(Beginning of Information given)
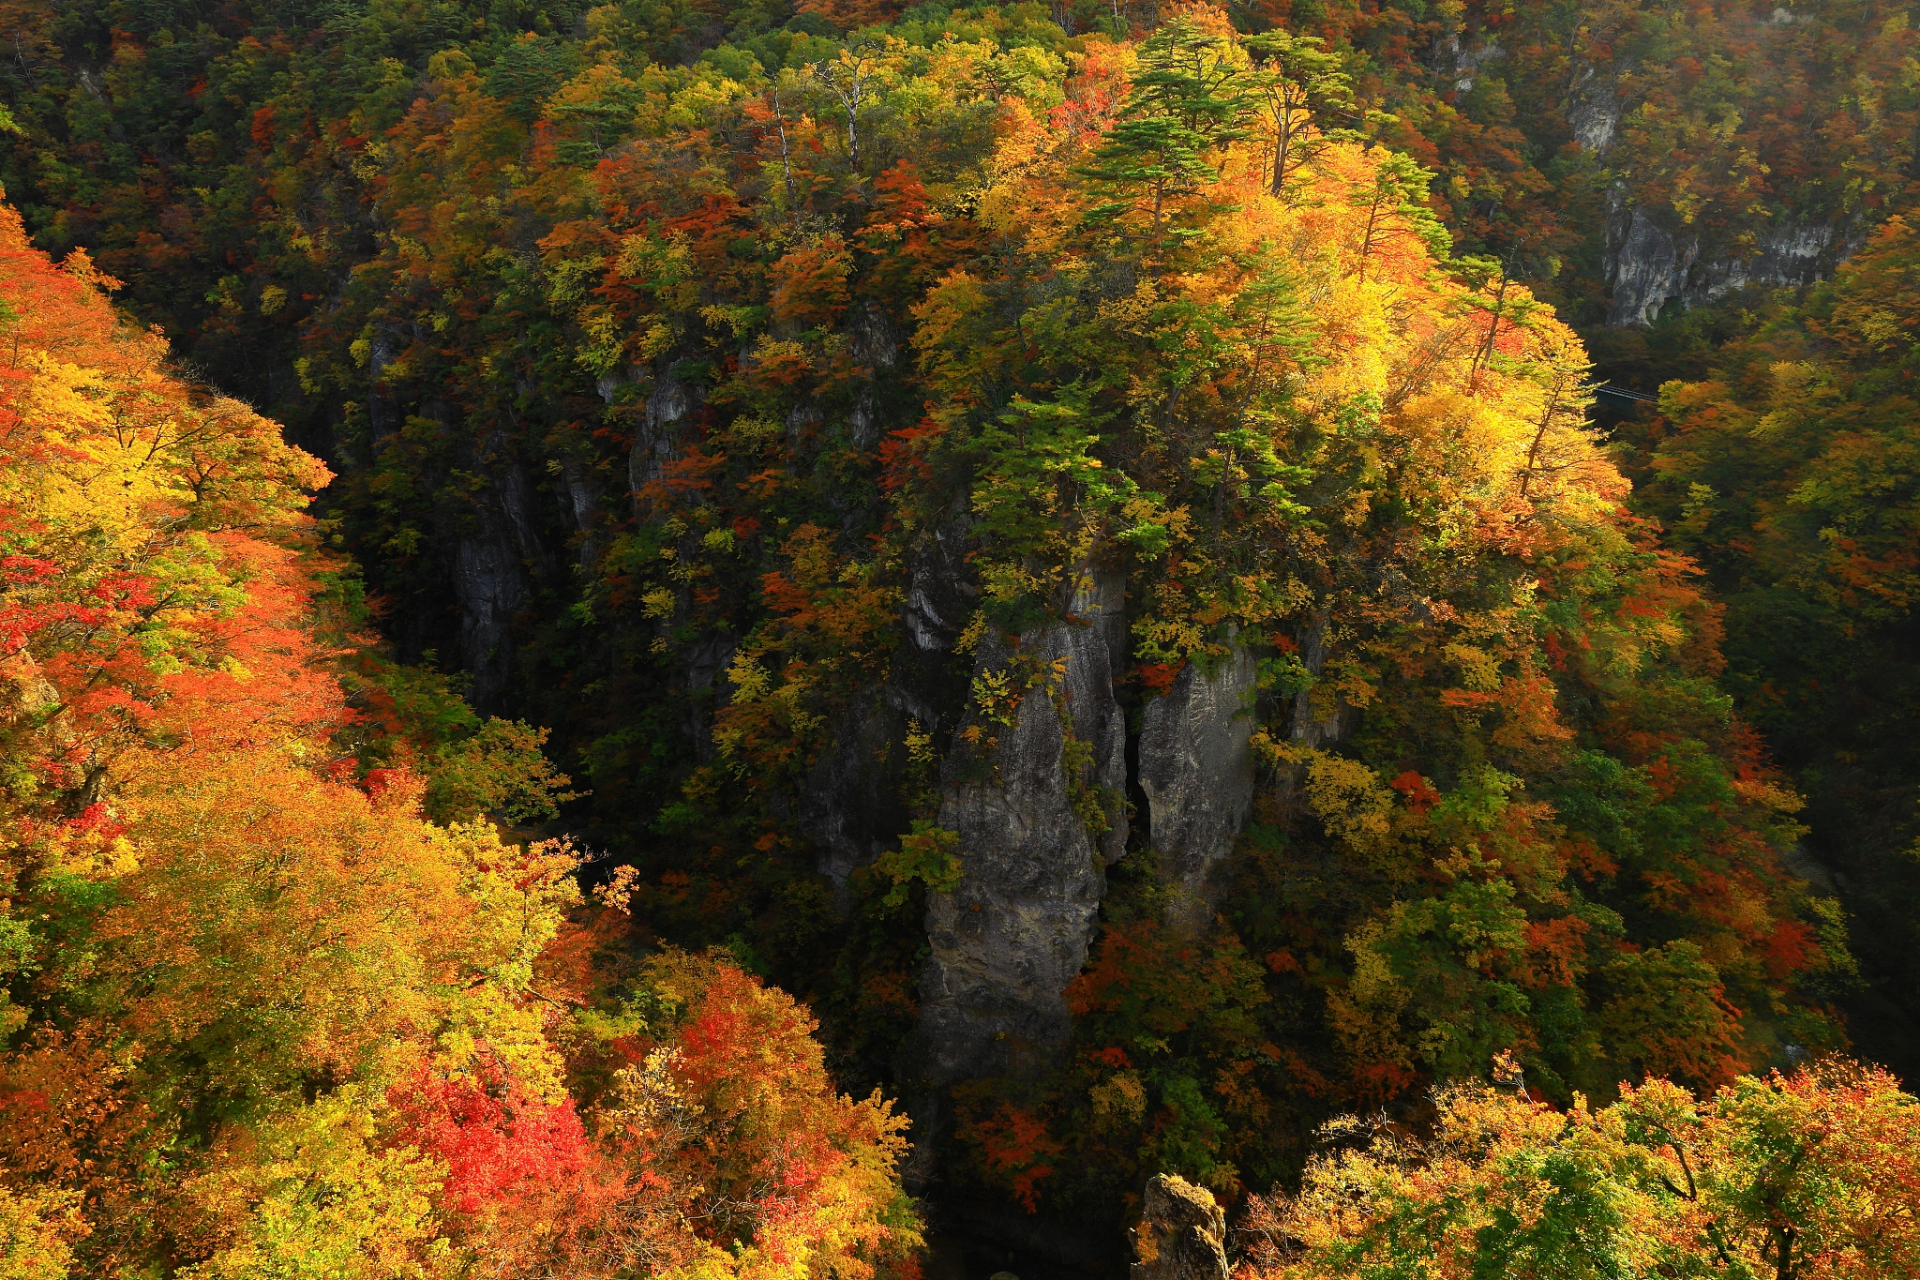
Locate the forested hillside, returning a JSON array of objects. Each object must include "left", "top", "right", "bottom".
[
  {"left": 0, "top": 200, "right": 918, "bottom": 1273},
  {"left": 4, "top": 0, "right": 1920, "bottom": 1274}
]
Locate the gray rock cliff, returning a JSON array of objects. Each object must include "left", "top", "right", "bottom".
[
  {"left": 1129, "top": 1175, "right": 1229, "bottom": 1280},
  {"left": 800, "top": 692, "right": 913, "bottom": 910},
  {"left": 799, "top": 517, "right": 977, "bottom": 906},
  {"left": 1139, "top": 647, "right": 1257, "bottom": 933},
  {"left": 628, "top": 366, "right": 696, "bottom": 501},
  {"left": 450, "top": 523, "right": 528, "bottom": 711},
  {"left": 913, "top": 577, "right": 1128, "bottom": 1086},
  {"left": 1603, "top": 197, "right": 1845, "bottom": 329},
  {"left": 1568, "top": 63, "right": 1623, "bottom": 154}
]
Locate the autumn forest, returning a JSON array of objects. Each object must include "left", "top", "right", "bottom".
[{"left": 3, "top": 0, "right": 1920, "bottom": 1276}]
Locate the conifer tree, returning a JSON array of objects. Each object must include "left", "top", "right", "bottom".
[
  {"left": 1241, "top": 29, "right": 1354, "bottom": 198},
  {"left": 1078, "top": 13, "right": 1255, "bottom": 252}
]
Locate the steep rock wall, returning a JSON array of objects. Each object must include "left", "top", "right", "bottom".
[
  {"left": 446, "top": 430, "right": 548, "bottom": 711},
  {"left": 1603, "top": 194, "right": 1846, "bottom": 328},
  {"left": 450, "top": 524, "right": 529, "bottom": 711},
  {"left": 801, "top": 694, "right": 914, "bottom": 907},
  {"left": 628, "top": 366, "right": 697, "bottom": 499},
  {"left": 1138, "top": 648, "right": 1257, "bottom": 933},
  {"left": 913, "top": 577, "right": 1128, "bottom": 1086},
  {"left": 1129, "top": 1175, "right": 1229, "bottom": 1280}
]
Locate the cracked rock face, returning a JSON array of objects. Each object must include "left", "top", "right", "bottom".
[
  {"left": 913, "top": 586, "right": 1127, "bottom": 1085},
  {"left": 680, "top": 630, "right": 736, "bottom": 766},
  {"left": 1065, "top": 571, "right": 1130, "bottom": 865},
  {"left": 1605, "top": 204, "right": 1698, "bottom": 328},
  {"left": 1568, "top": 63, "right": 1622, "bottom": 153},
  {"left": 917, "top": 679, "right": 1102, "bottom": 1083},
  {"left": 1605, "top": 200, "right": 1849, "bottom": 328},
  {"left": 1129, "top": 1175, "right": 1228, "bottom": 1280},
  {"left": 628, "top": 368, "right": 695, "bottom": 501},
  {"left": 1139, "top": 648, "right": 1257, "bottom": 933},
  {"left": 1578, "top": 48, "right": 1855, "bottom": 331},
  {"left": 801, "top": 519, "right": 979, "bottom": 911},
  {"left": 1696, "top": 220, "right": 1838, "bottom": 301},
  {"left": 904, "top": 518, "right": 976, "bottom": 655}
]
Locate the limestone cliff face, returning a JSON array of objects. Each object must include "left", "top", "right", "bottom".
[
  {"left": 1129, "top": 1175, "right": 1229, "bottom": 1280},
  {"left": 1568, "top": 63, "right": 1623, "bottom": 154},
  {"left": 1138, "top": 648, "right": 1257, "bottom": 933},
  {"left": 1065, "top": 571, "right": 1131, "bottom": 868},
  {"left": 916, "top": 670, "right": 1104, "bottom": 1082},
  {"left": 799, "top": 517, "right": 977, "bottom": 907},
  {"left": 913, "top": 576, "right": 1128, "bottom": 1086},
  {"left": 801, "top": 695, "right": 915, "bottom": 907},
  {"left": 893, "top": 563, "right": 1283, "bottom": 1088},
  {"left": 1603, "top": 193, "right": 1845, "bottom": 328},
  {"left": 628, "top": 367, "right": 696, "bottom": 499},
  {"left": 450, "top": 525, "right": 528, "bottom": 712},
  {"left": 445, "top": 428, "right": 551, "bottom": 712}
]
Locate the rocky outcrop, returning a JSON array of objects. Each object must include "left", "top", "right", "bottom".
[
  {"left": 916, "top": 664, "right": 1104, "bottom": 1082},
  {"left": 799, "top": 516, "right": 978, "bottom": 908},
  {"left": 446, "top": 431, "right": 556, "bottom": 711},
  {"left": 1604, "top": 203, "right": 1698, "bottom": 329},
  {"left": 680, "top": 629, "right": 736, "bottom": 766},
  {"left": 1065, "top": 571, "right": 1130, "bottom": 866},
  {"left": 846, "top": 301, "right": 901, "bottom": 452},
  {"left": 1139, "top": 647, "right": 1256, "bottom": 932},
  {"left": 1288, "top": 616, "right": 1349, "bottom": 749},
  {"left": 1604, "top": 197, "right": 1850, "bottom": 328},
  {"left": 366, "top": 325, "right": 404, "bottom": 438},
  {"left": 628, "top": 367, "right": 697, "bottom": 501},
  {"left": 1568, "top": 63, "right": 1623, "bottom": 154},
  {"left": 1695, "top": 220, "right": 1839, "bottom": 300},
  {"left": 1129, "top": 1175, "right": 1228, "bottom": 1280},
  {"left": 1570, "top": 46, "right": 1857, "bottom": 330},
  {"left": 556, "top": 453, "right": 607, "bottom": 569},
  {"left": 903, "top": 519, "right": 977, "bottom": 656},
  {"left": 913, "top": 575, "right": 1128, "bottom": 1085},
  {"left": 1443, "top": 35, "right": 1503, "bottom": 94}
]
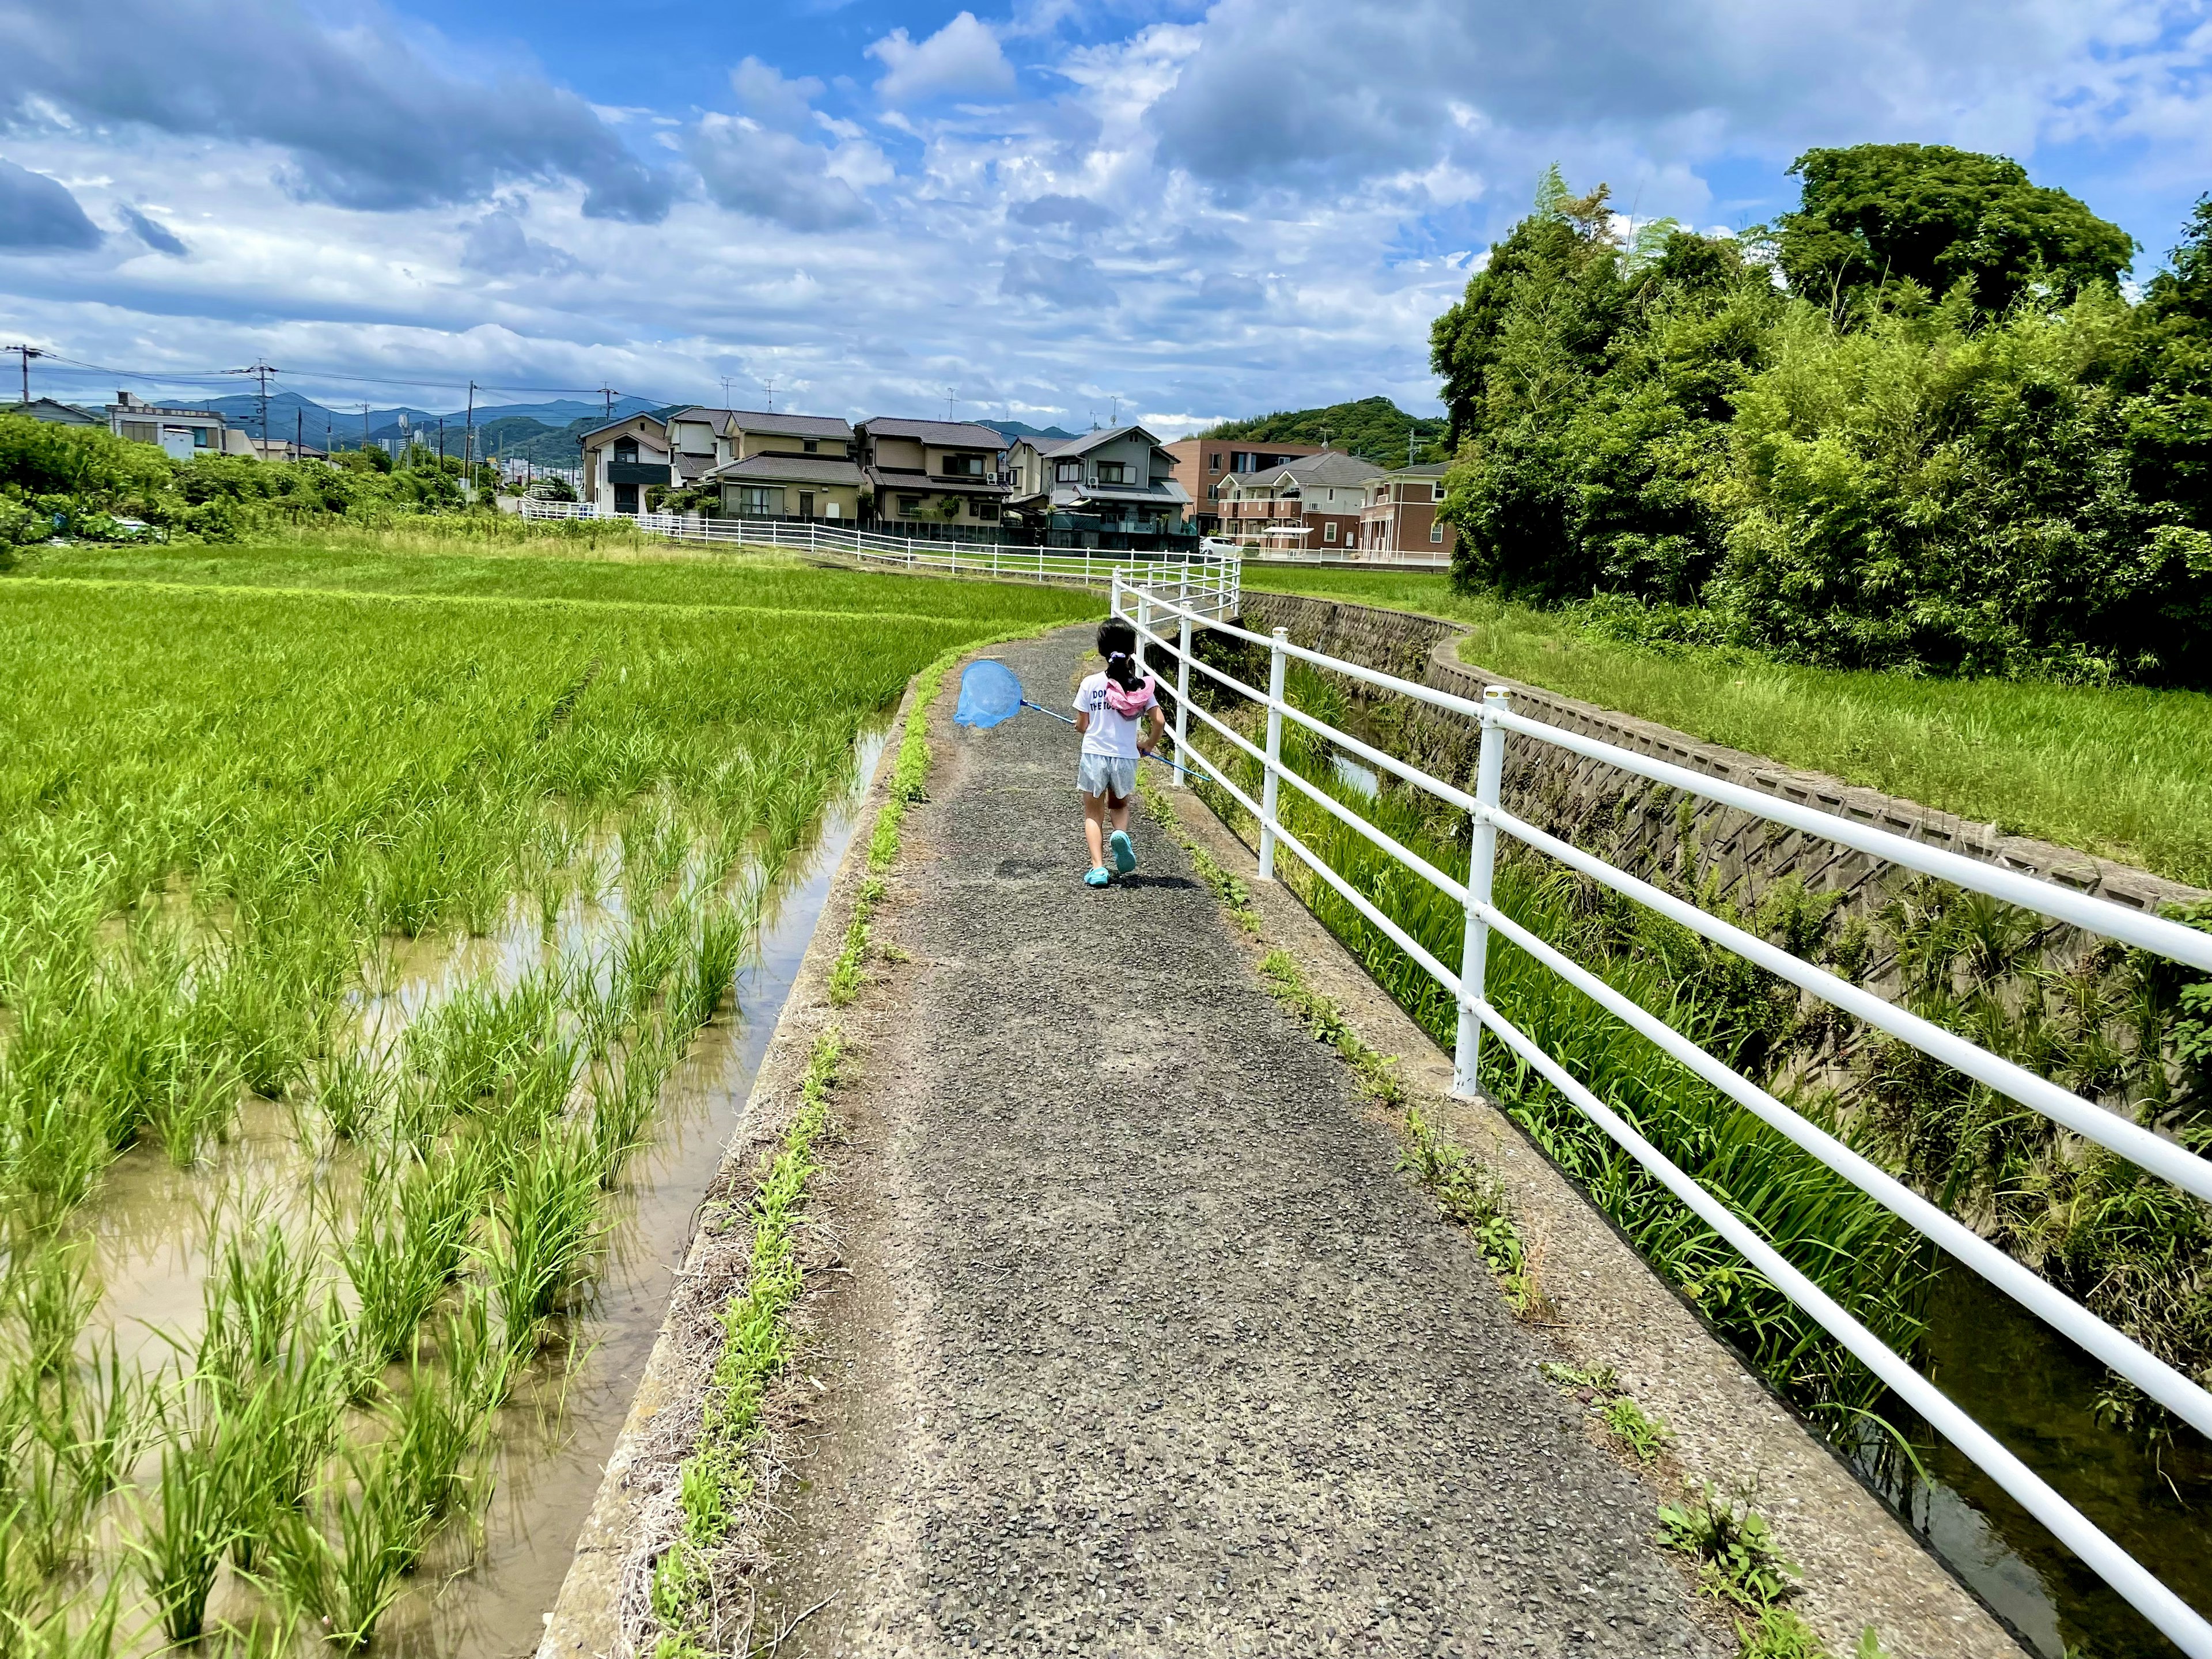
(End of Information given)
#### [Task item]
A word-for-word copy of the entries above is what is needed, without any images.

#### [Answer below]
Locate the forested hillside, returning a JSON array of objects. Each object must include "left", "top", "right", "bottom".
[
  {"left": 0, "top": 200, "right": 918, "bottom": 1273},
  {"left": 4, "top": 0, "right": 1920, "bottom": 1274}
]
Locate the gray rock cliff, returning a JSON array of objects. Each object must include "left", "top", "right", "bottom".
[
  {"left": 1129, "top": 1175, "right": 1229, "bottom": 1280},
  {"left": 800, "top": 692, "right": 913, "bottom": 910},
  {"left": 799, "top": 517, "right": 977, "bottom": 906},
  {"left": 1139, "top": 647, "right": 1257, "bottom": 933},
  {"left": 628, "top": 366, "right": 696, "bottom": 501},
  {"left": 450, "top": 523, "right": 528, "bottom": 711},
  {"left": 913, "top": 577, "right": 1128, "bottom": 1086},
  {"left": 1603, "top": 197, "right": 1845, "bottom": 329},
  {"left": 1568, "top": 63, "right": 1623, "bottom": 154}
]
Locate the autumn forest, returning a JSON array of objects. Each object must include "left", "top", "right", "bottom".
[{"left": 3, "top": 0, "right": 1920, "bottom": 1276}]
Locate the conifer tree, returning a JSON array of objects. Each object must include "left", "top", "right", "bottom".
[
  {"left": 1241, "top": 29, "right": 1354, "bottom": 198},
  {"left": 1078, "top": 13, "right": 1255, "bottom": 252}
]
Locate the steep rock wall, returning a JSON array of objects. Each object must include "left", "top", "right", "bottom".
[
  {"left": 446, "top": 430, "right": 548, "bottom": 711},
  {"left": 1603, "top": 194, "right": 1846, "bottom": 328},
  {"left": 450, "top": 524, "right": 529, "bottom": 711},
  {"left": 801, "top": 694, "right": 914, "bottom": 907},
  {"left": 628, "top": 366, "right": 697, "bottom": 499},
  {"left": 1138, "top": 648, "right": 1257, "bottom": 933},
  {"left": 913, "top": 577, "right": 1128, "bottom": 1086},
  {"left": 1129, "top": 1175, "right": 1229, "bottom": 1280}
]
Locate the cracked rock face, returning a JSON array of objects. Each object must include "left", "top", "right", "bottom".
[
  {"left": 913, "top": 586, "right": 1127, "bottom": 1085},
  {"left": 680, "top": 630, "right": 736, "bottom": 766},
  {"left": 1065, "top": 571, "right": 1130, "bottom": 865},
  {"left": 1605, "top": 204, "right": 1698, "bottom": 328},
  {"left": 1568, "top": 63, "right": 1622, "bottom": 153},
  {"left": 917, "top": 679, "right": 1102, "bottom": 1083},
  {"left": 1605, "top": 200, "right": 1849, "bottom": 328},
  {"left": 1129, "top": 1175, "right": 1228, "bottom": 1280},
  {"left": 628, "top": 368, "right": 695, "bottom": 501},
  {"left": 1139, "top": 648, "right": 1257, "bottom": 933},
  {"left": 1578, "top": 48, "right": 1855, "bottom": 331},
  {"left": 801, "top": 519, "right": 979, "bottom": 911},
  {"left": 1696, "top": 220, "right": 1838, "bottom": 301},
  {"left": 904, "top": 518, "right": 976, "bottom": 655}
]
Locate the limestone cliff face, returning a JSON array of objects. Each object must include "left", "top", "right", "bottom".
[
  {"left": 1129, "top": 1175, "right": 1229, "bottom": 1280},
  {"left": 1568, "top": 63, "right": 1623, "bottom": 154},
  {"left": 1138, "top": 648, "right": 1257, "bottom": 933},
  {"left": 1065, "top": 571, "right": 1131, "bottom": 868},
  {"left": 916, "top": 670, "right": 1104, "bottom": 1082},
  {"left": 799, "top": 517, "right": 977, "bottom": 907},
  {"left": 913, "top": 576, "right": 1128, "bottom": 1086},
  {"left": 801, "top": 695, "right": 915, "bottom": 907},
  {"left": 893, "top": 563, "right": 1283, "bottom": 1088},
  {"left": 1603, "top": 193, "right": 1845, "bottom": 328},
  {"left": 628, "top": 367, "right": 696, "bottom": 499},
  {"left": 450, "top": 525, "right": 528, "bottom": 712},
  {"left": 445, "top": 428, "right": 551, "bottom": 712}
]
Locate the rocky outcrop, returning a JSON array of objects. Each object must include "left", "top", "right", "bottom".
[
  {"left": 916, "top": 664, "right": 1104, "bottom": 1082},
  {"left": 799, "top": 516, "right": 978, "bottom": 908},
  {"left": 446, "top": 431, "right": 556, "bottom": 711},
  {"left": 1604, "top": 203, "right": 1698, "bottom": 329},
  {"left": 680, "top": 629, "right": 736, "bottom": 766},
  {"left": 1065, "top": 571, "right": 1130, "bottom": 866},
  {"left": 846, "top": 301, "right": 901, "bottom": 452},
  {"left": 1139, "top": 647, "right": 1256, "bottom": 932},
  {"left": 1288, "top": 616, "right": 1349, "bottom": 749},
  {"left": 1604, "top": 197, "right": 1850, "bottom": 328},
  {"left": 366, "top": 325, "right": 404, "bottom": 438},
  {"left": 628, "top": 367, "right": 697, "bottom": 501},
  {"left": 1568, "top": 63, "right": 1623, "bottom": 154},
  {"left": 1695, "top": 220, "right": 1839, "bottom": 300},
  {"left": 1129, "top": 1175, "right": 1228, "bottom": 1280},
  {"left": 1570, "top": 46, "right": 1857, "bottom": 330},
  {"left": 556, "top": 453, "right": 607, "bottom": 569},
  {"left": 903, "top": 519, "right": 977, "bottom": 656},
  {"left": 913, "top": 575, "right": 1128, "bottom": 1085},
  {"left": 1443, "top": 35, "right": 1503, "bottom": 94}
]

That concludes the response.